RECORDED INFORMATION
BEGIN
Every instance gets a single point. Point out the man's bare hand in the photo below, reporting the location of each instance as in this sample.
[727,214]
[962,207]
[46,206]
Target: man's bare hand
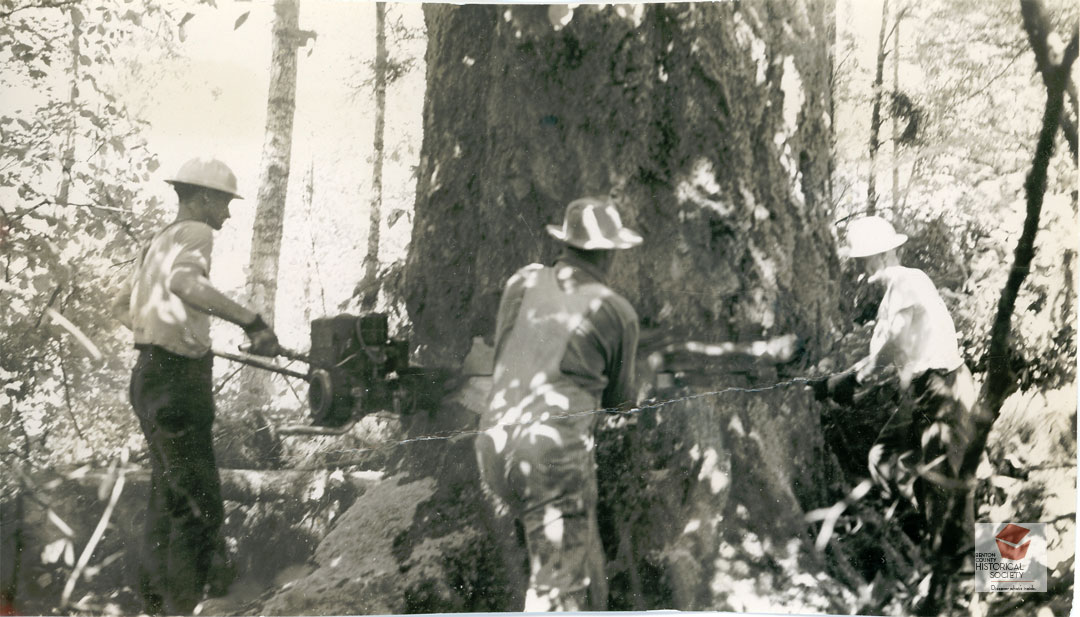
[264,341]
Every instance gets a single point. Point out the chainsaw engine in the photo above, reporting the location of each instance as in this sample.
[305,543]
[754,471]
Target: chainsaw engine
[355,367]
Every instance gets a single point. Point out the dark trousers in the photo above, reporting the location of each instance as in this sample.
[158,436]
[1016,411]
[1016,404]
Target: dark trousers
[174,401]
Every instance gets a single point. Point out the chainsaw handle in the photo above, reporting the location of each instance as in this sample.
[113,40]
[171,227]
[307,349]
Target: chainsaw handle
[284,352]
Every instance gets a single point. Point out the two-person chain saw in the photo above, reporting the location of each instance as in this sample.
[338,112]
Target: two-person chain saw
[353,369]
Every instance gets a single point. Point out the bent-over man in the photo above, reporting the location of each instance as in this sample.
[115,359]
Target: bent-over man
[564,350]
[919,451]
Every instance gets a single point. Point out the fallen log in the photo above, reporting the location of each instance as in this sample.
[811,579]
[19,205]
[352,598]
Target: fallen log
[253,485]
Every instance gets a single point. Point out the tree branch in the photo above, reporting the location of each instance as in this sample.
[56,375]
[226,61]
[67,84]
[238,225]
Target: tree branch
[999,378]
[1038,29]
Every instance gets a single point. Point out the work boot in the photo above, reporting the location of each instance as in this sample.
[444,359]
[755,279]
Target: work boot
[220,576]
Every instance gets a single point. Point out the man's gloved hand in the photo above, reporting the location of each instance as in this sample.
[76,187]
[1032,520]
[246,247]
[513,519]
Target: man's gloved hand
[264,340]
[842,387]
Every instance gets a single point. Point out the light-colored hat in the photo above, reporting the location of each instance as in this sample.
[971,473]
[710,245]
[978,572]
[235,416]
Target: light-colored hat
[871,236]
[208,173]
[593,224]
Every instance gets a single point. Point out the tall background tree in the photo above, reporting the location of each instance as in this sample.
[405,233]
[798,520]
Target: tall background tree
[273,178]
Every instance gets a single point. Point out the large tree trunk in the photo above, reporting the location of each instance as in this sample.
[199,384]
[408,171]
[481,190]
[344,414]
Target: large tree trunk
[709,124]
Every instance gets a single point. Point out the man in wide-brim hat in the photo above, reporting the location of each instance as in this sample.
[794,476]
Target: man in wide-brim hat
[919,451]
[564,351]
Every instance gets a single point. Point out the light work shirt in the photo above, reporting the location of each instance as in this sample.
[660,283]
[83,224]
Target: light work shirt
[914,330]
[159,317]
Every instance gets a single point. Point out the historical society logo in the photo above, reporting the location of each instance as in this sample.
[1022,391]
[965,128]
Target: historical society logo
[1010,557]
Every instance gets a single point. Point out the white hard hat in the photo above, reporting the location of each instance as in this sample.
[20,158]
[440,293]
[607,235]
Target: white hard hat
[593,224]
[208,173]
[871,236]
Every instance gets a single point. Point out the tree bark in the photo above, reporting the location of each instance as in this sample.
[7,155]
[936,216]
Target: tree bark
[707,123]
[876,115]
[895,120]
[1037,26]
[372,262]
[273,177]
[999,378]
[277,151]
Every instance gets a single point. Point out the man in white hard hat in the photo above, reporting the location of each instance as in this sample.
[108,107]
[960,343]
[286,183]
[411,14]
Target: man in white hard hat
[564,350]
[167,303]
[919,451]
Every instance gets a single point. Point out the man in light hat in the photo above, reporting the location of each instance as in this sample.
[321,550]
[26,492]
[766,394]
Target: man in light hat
[919,451]
[167,303]
[564,350]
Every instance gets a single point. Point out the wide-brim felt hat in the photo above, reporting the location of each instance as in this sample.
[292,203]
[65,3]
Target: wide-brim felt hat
[593,224]
[872,236]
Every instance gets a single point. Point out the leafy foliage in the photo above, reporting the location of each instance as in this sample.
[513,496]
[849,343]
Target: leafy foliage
[72,211]
[968,83]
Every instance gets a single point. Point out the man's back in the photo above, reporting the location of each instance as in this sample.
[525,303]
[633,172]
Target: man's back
[564,343]
[159,317]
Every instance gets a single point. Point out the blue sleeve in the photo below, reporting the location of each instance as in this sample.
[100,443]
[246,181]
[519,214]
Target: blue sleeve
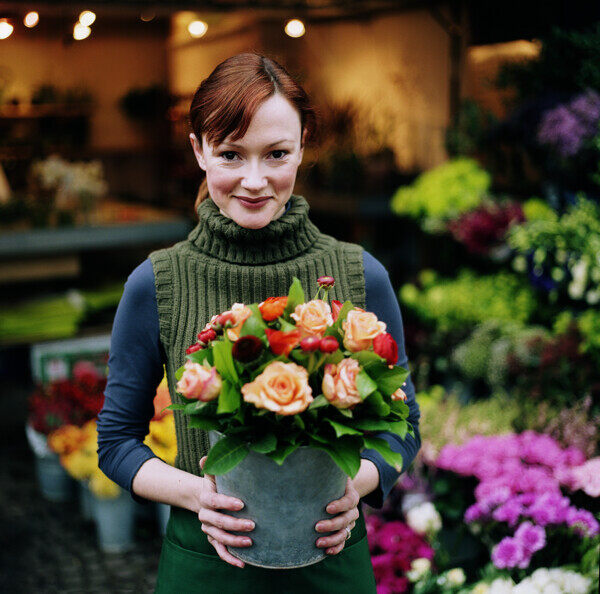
[135,368]
[382,301]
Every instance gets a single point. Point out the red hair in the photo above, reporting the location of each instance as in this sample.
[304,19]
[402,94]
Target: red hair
[226,101]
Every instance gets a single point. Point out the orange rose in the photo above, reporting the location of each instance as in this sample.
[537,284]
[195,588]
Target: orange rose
[282,388]
[272,307]
[313,317]
[339,383]
[240,314]
[199,382]
[360,328]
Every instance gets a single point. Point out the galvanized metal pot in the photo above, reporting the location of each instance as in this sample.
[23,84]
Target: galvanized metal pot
[284,502]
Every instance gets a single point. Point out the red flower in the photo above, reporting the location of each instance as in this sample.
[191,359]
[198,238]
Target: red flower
[207,335]
[329,344]
[326,281]
[385,346]
[335,308]
[310,343]
[272,307]
[283,342]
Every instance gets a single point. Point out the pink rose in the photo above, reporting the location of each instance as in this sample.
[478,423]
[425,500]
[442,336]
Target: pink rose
[339,383]
[313,318]
[199,382]
[360,328]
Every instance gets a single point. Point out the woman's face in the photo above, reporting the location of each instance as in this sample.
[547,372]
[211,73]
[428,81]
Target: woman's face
[251,179]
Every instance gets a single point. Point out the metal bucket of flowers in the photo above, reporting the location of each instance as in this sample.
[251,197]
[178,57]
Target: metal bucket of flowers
[290,393]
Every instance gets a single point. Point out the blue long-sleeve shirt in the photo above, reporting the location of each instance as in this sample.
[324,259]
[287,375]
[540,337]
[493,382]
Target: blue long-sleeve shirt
[136,368]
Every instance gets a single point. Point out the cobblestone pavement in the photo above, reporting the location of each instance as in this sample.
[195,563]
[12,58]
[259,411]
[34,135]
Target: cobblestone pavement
[49,548]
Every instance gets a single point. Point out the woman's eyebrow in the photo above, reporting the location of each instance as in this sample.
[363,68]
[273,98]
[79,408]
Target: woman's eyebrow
[232,144]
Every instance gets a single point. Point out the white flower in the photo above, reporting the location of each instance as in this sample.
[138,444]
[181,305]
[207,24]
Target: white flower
[456,576]
[424,518]
[501,586]
[418,568]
END
YOUR INSTRUCTIONS
Reply with one number only: how many lines of the listing hold "below"?

RESULT
2